Coordinate annotation data
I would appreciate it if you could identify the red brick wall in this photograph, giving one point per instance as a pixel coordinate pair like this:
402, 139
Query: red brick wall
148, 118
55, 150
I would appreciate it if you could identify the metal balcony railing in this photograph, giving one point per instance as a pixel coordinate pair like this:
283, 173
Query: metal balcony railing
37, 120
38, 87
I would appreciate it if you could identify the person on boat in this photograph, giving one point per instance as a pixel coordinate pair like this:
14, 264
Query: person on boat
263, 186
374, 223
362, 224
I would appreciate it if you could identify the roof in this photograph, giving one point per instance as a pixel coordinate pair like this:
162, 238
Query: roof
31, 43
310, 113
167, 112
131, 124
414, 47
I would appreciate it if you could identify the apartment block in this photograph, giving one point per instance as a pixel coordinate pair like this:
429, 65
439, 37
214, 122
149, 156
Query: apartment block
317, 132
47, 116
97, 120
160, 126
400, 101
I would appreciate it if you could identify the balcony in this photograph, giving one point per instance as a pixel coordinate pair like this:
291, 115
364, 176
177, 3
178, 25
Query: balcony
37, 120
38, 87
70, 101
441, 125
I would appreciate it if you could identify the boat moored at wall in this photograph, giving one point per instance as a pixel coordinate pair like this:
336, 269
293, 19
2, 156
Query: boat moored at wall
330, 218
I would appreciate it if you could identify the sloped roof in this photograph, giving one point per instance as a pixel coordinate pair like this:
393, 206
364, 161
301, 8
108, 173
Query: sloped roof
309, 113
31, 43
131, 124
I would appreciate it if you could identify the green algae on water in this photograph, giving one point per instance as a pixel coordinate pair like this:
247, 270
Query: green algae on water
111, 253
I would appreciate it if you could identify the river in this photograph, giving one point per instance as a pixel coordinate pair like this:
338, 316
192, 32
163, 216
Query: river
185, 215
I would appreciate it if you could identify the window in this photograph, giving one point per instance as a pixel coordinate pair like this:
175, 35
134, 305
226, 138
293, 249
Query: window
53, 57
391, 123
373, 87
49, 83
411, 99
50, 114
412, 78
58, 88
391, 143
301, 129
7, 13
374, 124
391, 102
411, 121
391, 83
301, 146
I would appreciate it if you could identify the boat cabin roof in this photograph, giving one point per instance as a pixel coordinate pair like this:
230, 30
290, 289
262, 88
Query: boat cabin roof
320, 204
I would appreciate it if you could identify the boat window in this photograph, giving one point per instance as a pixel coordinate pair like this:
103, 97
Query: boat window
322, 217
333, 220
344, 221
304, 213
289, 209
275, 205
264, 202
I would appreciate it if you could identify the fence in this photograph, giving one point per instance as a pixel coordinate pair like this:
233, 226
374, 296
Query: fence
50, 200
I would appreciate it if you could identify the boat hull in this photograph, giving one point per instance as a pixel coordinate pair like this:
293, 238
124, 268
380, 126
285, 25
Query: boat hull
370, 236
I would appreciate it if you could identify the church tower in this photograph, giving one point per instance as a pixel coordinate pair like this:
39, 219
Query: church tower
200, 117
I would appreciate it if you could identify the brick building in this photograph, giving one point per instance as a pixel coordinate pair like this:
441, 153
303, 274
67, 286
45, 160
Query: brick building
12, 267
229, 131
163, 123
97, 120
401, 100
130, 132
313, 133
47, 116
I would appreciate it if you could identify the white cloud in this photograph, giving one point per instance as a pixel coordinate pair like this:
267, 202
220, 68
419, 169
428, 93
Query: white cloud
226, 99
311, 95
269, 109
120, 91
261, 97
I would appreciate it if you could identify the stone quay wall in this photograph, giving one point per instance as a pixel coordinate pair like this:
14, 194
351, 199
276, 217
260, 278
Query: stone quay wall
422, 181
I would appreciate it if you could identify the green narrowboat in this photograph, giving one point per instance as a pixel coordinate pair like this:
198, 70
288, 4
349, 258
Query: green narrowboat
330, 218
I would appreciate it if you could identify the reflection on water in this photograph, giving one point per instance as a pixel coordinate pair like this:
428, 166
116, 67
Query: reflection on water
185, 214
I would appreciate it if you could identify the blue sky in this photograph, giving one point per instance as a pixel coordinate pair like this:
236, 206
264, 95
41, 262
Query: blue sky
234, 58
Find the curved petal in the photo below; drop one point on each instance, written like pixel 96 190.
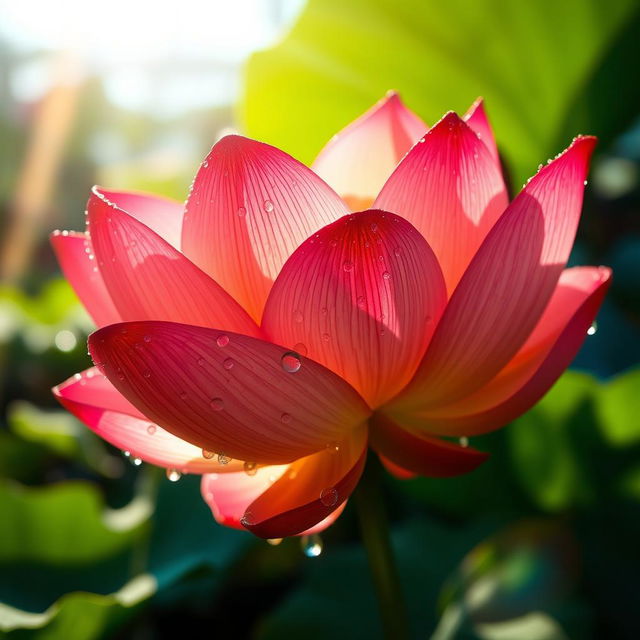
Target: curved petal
pixel 226 392
pixel 94 400
pixel 311 489
pixel 530 385
pixel 75 256
pixel 423 455
pixel 148 279
pixel 361 297
pixel 162 215
pixel 477 119
pixel 507 286
pixel 250 207
pixel 358 160
pixel 449 187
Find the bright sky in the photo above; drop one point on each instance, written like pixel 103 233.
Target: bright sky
pixel 162 56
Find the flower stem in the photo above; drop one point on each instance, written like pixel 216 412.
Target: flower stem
pixel 374 529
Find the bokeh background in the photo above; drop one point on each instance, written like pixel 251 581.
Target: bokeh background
pixel 541 543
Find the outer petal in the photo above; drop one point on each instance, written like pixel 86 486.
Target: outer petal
pixel 75 256
pixel 250 207
pixel 421 454
pixel 162 215
pixel 506 287
pixel 361 297
pixel 227 392
pixel 450 188
pixel 522 386
pixel 357 161
pixel 93 399
pixel 477 119
pixel 148 279
pixel 311 490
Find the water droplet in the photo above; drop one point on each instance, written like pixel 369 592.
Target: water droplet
pixel 217 404
pixel 291 362
pixel 329 497
pixel 173 475
pixel 311 545
pixel 300 348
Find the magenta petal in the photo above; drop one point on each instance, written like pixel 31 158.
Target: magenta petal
pixel 449 187
pixel 74 252
pixel 148 279
pixel 225 392
pixel 358 160
pixel 362 297
pixel 251 206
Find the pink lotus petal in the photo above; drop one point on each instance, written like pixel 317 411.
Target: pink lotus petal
pixel 449 187
pixel 424 455
pixel 93 399
pixel 148 279
pixel 310 490
pixel 362 297
pixel 477 119
pixel 162 215
pixel 251 206
pixel 229 393
pixel 523 385
pixel 358 160
pixel 494 309
pixel 75 255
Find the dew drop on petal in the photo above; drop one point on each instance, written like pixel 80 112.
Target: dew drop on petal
pixel 173 475
pixel 291 362
pixel 329 497
pixel 311 545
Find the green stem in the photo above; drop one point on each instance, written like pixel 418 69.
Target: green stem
pixel 374 529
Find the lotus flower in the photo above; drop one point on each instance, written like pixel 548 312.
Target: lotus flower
pixel 266 334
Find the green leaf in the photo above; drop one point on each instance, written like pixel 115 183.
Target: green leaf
pixel 547 69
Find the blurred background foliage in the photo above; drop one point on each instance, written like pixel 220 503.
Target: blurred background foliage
pixel 541 543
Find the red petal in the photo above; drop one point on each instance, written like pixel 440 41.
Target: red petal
pixel 148 279
pixel 358 160
pixel 421 454
pixel 361 297
pixel 77 261
pixel 226 392
pixel 251 206
pixel 449 187
pixel 506 287
pixel 309 491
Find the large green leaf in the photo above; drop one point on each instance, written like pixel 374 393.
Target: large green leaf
pixel 548 70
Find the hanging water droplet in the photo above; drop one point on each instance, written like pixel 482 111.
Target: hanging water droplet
pixel 250 468
pixel 291 362
pixel 329 496
pixel 173 475
pixel 311 545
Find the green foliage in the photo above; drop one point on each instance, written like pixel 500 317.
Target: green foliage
pixel 547 70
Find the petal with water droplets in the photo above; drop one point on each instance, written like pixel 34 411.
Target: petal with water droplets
pixel 176 375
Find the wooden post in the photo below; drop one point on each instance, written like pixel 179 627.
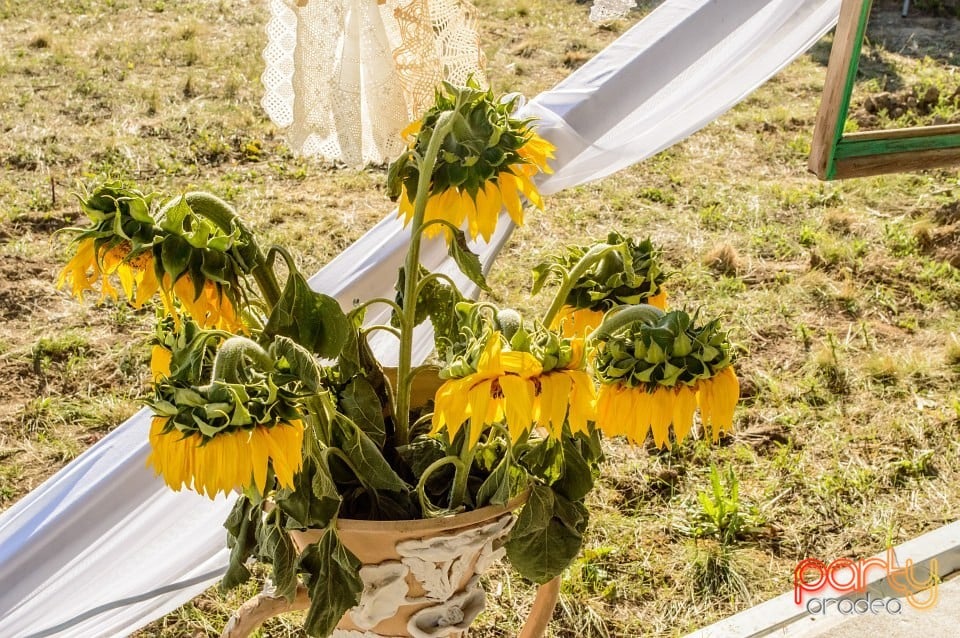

§ **THE TASK**: Reproduce the lines of the data verbatim, beginning with the line that contains "Find the large" and continuing through the end of the data, including both ends. Omit the pictures from your answer.

§ **SOLUTION FOR THIS TASK**:
Find the large green leaf in the photo above; drop one point on each instance, written like pixel 374 393.
Target: large green leaf
pixel 548 70
Find the hanging water droplet in the photo above; drop one point on each instance, written like pixel 482 111.
Target: hanging water droplet
pixel 250 468
pixel 291 362
pixel 329 496
pixel 173 475
pixel 311 545
Find the green foliage in the photo above; drop one point on each instance, written like pixel 500 317.
Target: green foliage
pixel 547 70
Find the petal with water droplets in the photo above; drop one point on each instance, written like pixel 34 411.
Target: petal with water droplets
pixel 176 375
Find the wooden post in the photo below; drop one point on each instance, written like pixel 179 627.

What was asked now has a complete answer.